* _Exercise requirements_
Verbatim copy, images removed: write out the entries below.

* _Available records_

* * * * * * *

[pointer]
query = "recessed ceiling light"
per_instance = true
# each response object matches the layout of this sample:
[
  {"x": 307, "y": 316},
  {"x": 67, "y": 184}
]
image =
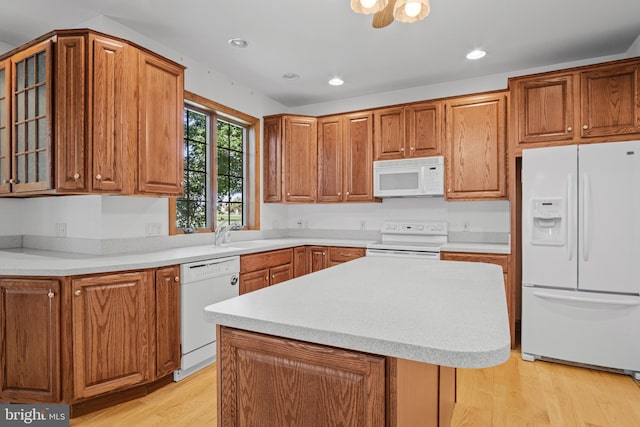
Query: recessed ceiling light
[
  {"x": 239, "y": 43},
  {"x": 476, "y": 54}
]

* * * * * * *

* _Task solution_
[pointer]
query = "recessed ceiling light"
per_instance = true
# each response object matches the layout of this sample:
[
  {"x": 307, "y": 316},
  {"x": 67, "y": 184}
]
image =
Query: recessed ceiling light
[
  {"x": 239, "y": 43},
  {"x": 476, "y": 54}
]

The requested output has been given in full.